§ **Aim of the task**:
Arrange the lines as a numbered list, from the start of the lines below through the line containing "181L357 184L362 183L364", including both ends and leaving out blank lines and pictures.

§ **Records shown**:
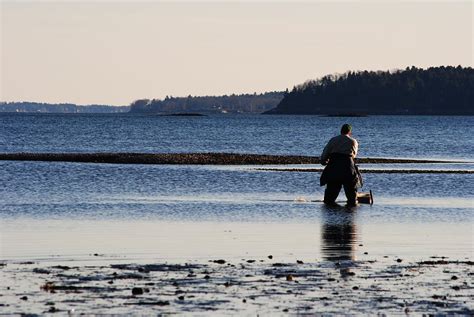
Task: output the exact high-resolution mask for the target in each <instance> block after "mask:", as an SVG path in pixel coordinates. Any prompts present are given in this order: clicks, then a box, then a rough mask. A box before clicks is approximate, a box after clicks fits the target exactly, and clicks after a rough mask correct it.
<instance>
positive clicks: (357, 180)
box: [320, 153, 362, 186]
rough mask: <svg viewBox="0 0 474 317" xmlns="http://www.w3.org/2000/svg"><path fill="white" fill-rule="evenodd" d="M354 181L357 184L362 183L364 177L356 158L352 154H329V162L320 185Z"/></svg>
mask: <svg viewBox="0 0 474 317" xmlns="http://www.w3.org/2000/svg"><path fill="white" fill-rule="evenodd" d="M332 182H334V183H341V184H344V183H352V184H353V185H354V186H356V185H357V184H358V183H359V186H360V185H362V178H361V177H360V173H359V171H358V169H357V167H356V165H355V164H354V159H353V158H352V156H351V155H346V154H340V153H332V154H330V156H329V162H328V164H327V165H326V167H325V168H324V170H323V173H322V174H321V178H320V185H321V186H324V185H326V184H327V183H332Z"/></svg>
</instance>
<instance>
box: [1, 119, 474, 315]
mask: <svg viewBox="0 0 474 317" xmlns="http://www.w3.org/2000/svg"><path fill="white" fill-rule="evenodd" d="M346 121H349V122H351V123H353V125H354V126H355V127H356V130H355V135H356V137H357V138H358V139H359V141H360V156H363V157H367V156H372V157H388V158H390V157H407V158H428V159H434V158H436V159H439V158H441V159H445V160H459V161H463V163H456V164H454V163H442V164H373V165H372V164H366V165H361V166H360V167H361V169H362V170H364V169H369V170H397V171H400V173H395V174H386V173H366V174H364V184H365V185H364V188H363V191H368V190H372V191H373V192H374V198H375V203H374V204H373V205H372V206H371V205H360V206H358V207H357V208H354V209H348V208H346V207H344V200H345V198H344V195H343V193H341V196H340V197H339V201H340V206H337V207H331V208H329V207H326V206H324V205H323V204H322V203H321V199H322V197H323V192H324V189H323V188H322V187H320V186H319V175H320V174H319V173H318V172H312V173H311V172H310V173H308V172H295V171H292V172H288V171H278V170H275V171H273V170H272V171H270V170H267V171H263V170H258V168H261V166H186V165H182V166H175V165H169V166H167V165H128V164H127V165H121V164H95V163H88V164H85V163H64V162H19V161H18V162H12V161H0V184H1V185H0V280H1V281H2V283H0V292H1V293H2V298H3V300H2V301H0V308H1V309H0V311H1V312H5V313H8V314H22V313H33V314H46V313H47V312H48V309H51V307H55V309H58V310H60V312H62V313H67V312H68V311H70V310H71V309H77V313H85V314H92V313H98V314H101V313H104V314H111V313H117V314H128V313H131V312H133V313H142V314H145V315H148V314H156V312H157V311H159V312H163V313H170V314H175V313H178V314H180V315H181V314H183V313H185V314H191V315H193V314H206V315H207V314H209V313H210V312H215V313H216V314H218V315H223V314H234V315H235V314H249V315H250V314H252V315H255V314H259V313H262V314H268V315H270V314H271V315H275V314H277V315H278V314H282V313H285V314H286V313H288V312H290V313H295V314H300V313H314V314H316V313H321V312H326V313H329V314H347V313H348V312H352V313H354V312H356V313H357V312H358V313H361V314H366V313H367V312H369V311H370V312H380V313H384V314H386V313H389V314H397V315H398V314H405V313H407V312H410V311H413V312H415V313H420V314H421V313H425V312H430V313H433V314H436V313H441V314H443V313H444V314H446V313H461V314H472V311H473V309H474V307H473V305H472V302H473V301H472V290H473V286H472V269H471V266H472V262H469V261H467V260H470V259H472V258H473V255H474V254H473V251H474V248H473V236H474V231H473V207H474V206H473V201H474V200H473V198H474V185H473V184H474V174H472V173H471V174H468V173H464V174H462V173H461V174H440V173H438V172H437V171H446V170H450V171H453V170H455V171H464V172H466V171H468V172H469V171H470V172H472V170H474V167H473V165H474V164H473V160H472V153H473V152H474V148H473V143H472V140H471V135H472V133H471V132H474V131H469V129H471V130H472V127H473V126H474V121H473V118H472V117H369V118H320V117H312V116H211V117H199V118H196V117H179V118H177V117H155V116H128V115H108V116H107V115H105V116H100V115H99V116H87V115H85V116H84V115H16V114H0V152H20V151H25V152H95V151H108V152H116V151H117V152H206V151H209V152H224V151H225V152H242V153H265V154H306V155H319V153H320V151H321V150H322V147H323V145H324V143H325V142H326V140H327V139H328V138H329V137H330V136H333V135H335V134H336V133H337V127H338V126H340V125H341V124H342V123H343V122H346ZM466 129H468V130H466ZM466 131H467V132H468V133H466ZM266 167H267V168H276V169H281V168H283V169H285V168H317V169H320V168H321V167H320V166H315V165H306V166H301V165H298V166H296V165H292V166H266ZM421 169H422V170H430V171H431V170H434V172H433V173H431V172H430V173H426V174H410V173H408V174H407V173H402V172H404V171H407V170H421ZM270 255H271V256H272V257H271V258H270V257H269V256H270ZM433 257H434V258H433ZM441 257H443V258H441ZM217 259H225V261H226V265H225V266H223V265H220V264H215V263H214V262H212V260H217ZM433 259H434V260H435V261H437V259H442V261H441V262H442V263H441V264H439V265H431V264H427V265H422V264H419V263H420V261H426V260H428V261H432V260H433ZM445 259H447V262H446V261H445ZM209 260H211V262H209ZM248 261H250V262H248ZM252 261H255V262H252ZM297 261H299V262H297ZM301 261H303V262H304V264H302V262H301ZM443 261H445V262H446V263H444V262H443ZM458 261H461V262H458ZM229 262H230V263H229ZM282 262H283V263H286V262H287V263H289V264H288V265H287V264H285V265H283V266H282V265H281V263H282ZM117 263H119V264H123V267H122V268H121V267H119V266H117V265H116V264H117ZM130 263H141V264H143V265H145V266H143V267H142V266H137V265H135V264H130ZM163 263H178V264H180V265H181V266H180V267H179V269H178V270H176V271H173V272H170V271H168V270H167V269H166V265H165V266H163ZM183 263H192V264H191V266H193V265H196V268H195V269H194V268H192V267H190V266H187V265H182V264H183ZM231 263H232V265H231ZM58 264H59V265H61V267H53V265H58ZM149 264H151V266H149ZM276 264H280V265H276ZM147 265H148V266H147ZM65 266H68V267H65ZM69 266H70V267H69ZM144 267H145V268H147V267H159V268H161V269H157V270H156V271H153V272H147V269H145V270H144V269H143V268H144ZM193 267H194V266H193ZM190 270H191V271H192V270H195V272H194V273H192V272H191V271H190ZM117 271H119V273H117ZM351 272H352V273H354V274H355V275H353V274H348V273H351ZM117 274H118V275H117ZM122 274H124V275H127V274H130V276H128V277H126V278H123V279H122V278H121V275H122ZM137 274H138V275H137ZM140 274H141V275H140ZM190 274H191V275H190ZM288 274H290V275H291V274H293V275H294V279H293V277H292V278H290V279H289V280H287V279H285V276H286V277H287V278H288V276H287V275H288ZM207 275H210V277H208V278H206V276H207ZM282 277H283V278H282ZM453 277H455V279H453ZM48 282H50V283H55V285H56V286H57V287H65V288H63V289H62V290H61V289H60V288H58V289H57V291H55V292H54V293H53V292H52V291H51V290H50V291H51V292H50V291H48V290H45V289H44V288H43V289H41V286H44V285H46V283H48ZM111 283H112V284H113V285H112V286H111ZM150 285H152V286H150ZM134 286H140V287H149V288H150V293H146V294H143V296H133V295H131V294H132V288H133V287H134ZM75 287H76V288H75ZM180 294H183V295H182V296H184V295H185V297H184V299H180V298H179V297H178V296H179V295H180ZM25 296H26V297H27V299H25ZM22 298H23V299H22ZM244 300H245V301H244Z"/></svg>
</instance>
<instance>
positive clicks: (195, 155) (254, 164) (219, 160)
mask: <svg viewBox="0 0 474 317" xmlns="http://www.w3.org/2000/svg"><path fill="white" fill-rule="evenodd" d="M0 160H1V161H45V162H54V161H58V162H80V163H112V164H173V165H280V164H282V165H287V164H319V163H320V161H319V157H317V156H299V155H265V154H238V153H156V154H153V153H0ZM356 162H357V163H362V164H366V163H370V164H387V163H457V162H454V161H437V160H414V159H398V158H357V159H356Z"/></svg>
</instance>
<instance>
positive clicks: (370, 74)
mask: <svg viewBox="0 0 474 317" xmlns="http://www.w3.org/2000/svg"><path fill="white" fill-rule="evenodd" d="M473 97H474V69H473V68H471V67H461V66H458V67H451V66H446V67H445V66H441V67H431V68H428V69H426V70H425V69H421V68H416V67H409V68H406V69H405V70H397V71H392V72H391V71H357V72H355V71H349V72H346V73H344V74H342V75H340V74H337V75H327V76H324V77H322V78H320V79H317V80H310V81H307V82H305V83H304V84H302V85H298V86H295V87H294V88H293V89H292V90H291V92H286V93H285V95H284V97H283V99H282V101H281V102H280V103H279V104H278V106H277V107H276V108H274V109H271V110H269V111H267V112H265V113H266V114H318V115H384V114H385V115H389V114H399V115H401V114H406V115H474V98H473Z"/></svg>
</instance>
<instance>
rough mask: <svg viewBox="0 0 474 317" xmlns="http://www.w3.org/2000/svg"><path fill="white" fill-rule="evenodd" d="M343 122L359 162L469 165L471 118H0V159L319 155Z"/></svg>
mask: <svg viewBox="0 0 474 317" xmlns="http://www.w3.org/2000/svg"><path fill="white" fill-rule="evenodd" d="M345 122H350V123H351V124H353V126H354V129H355V130H354V136H355V137H356V138H357V139H358V140H359V143H360V156H365V157H367V156H371V157H410V158H443V159H453V158H454V159H472V154H473V153H474V142H472V134H473V133H474V117H430V116H419V117H418V116H374V117H366V118H324V117H317V116H261V115H221V116H208V117H164V116H131V115H117V114H115V115H70V114H68V115H58V114H51V115H45V114H30V115H26V114H0V152H241V153H267V154H301V155H303V154H305V155H319V154H320V152H321V151H322V147H323V146H324V145H325V142H327V139H328V138H330V137H332V136H334V135H336V134H338V133H339V127H340V126H341V125H342V124H343V123H345Z"/></svg>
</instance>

§ **Written solution**:
1. Task: output the exact high-resolution mask for the target in each <instance> block after "mask:", as an SVG path in pixel coordinates. Any prompts present are given in this order: clicks, then a box, then a rough mask. A box before clicks is approximate, a box after clicks fits the target exactly, and clicks after a rough mask correct it.
2. <instance>
3. positive clicks: (357, 180)
4. box: [320, 153, 362, 186]
5. rough mask: <svg viewBox="0 0 474 317" xmlns="http://www.w3.org/2000/svg"><path fill="white" fill-rule="evenodd" d="M354 181L357 184L362 183L364 177L356 158L352 154H329V162L320 185Z"/></svg>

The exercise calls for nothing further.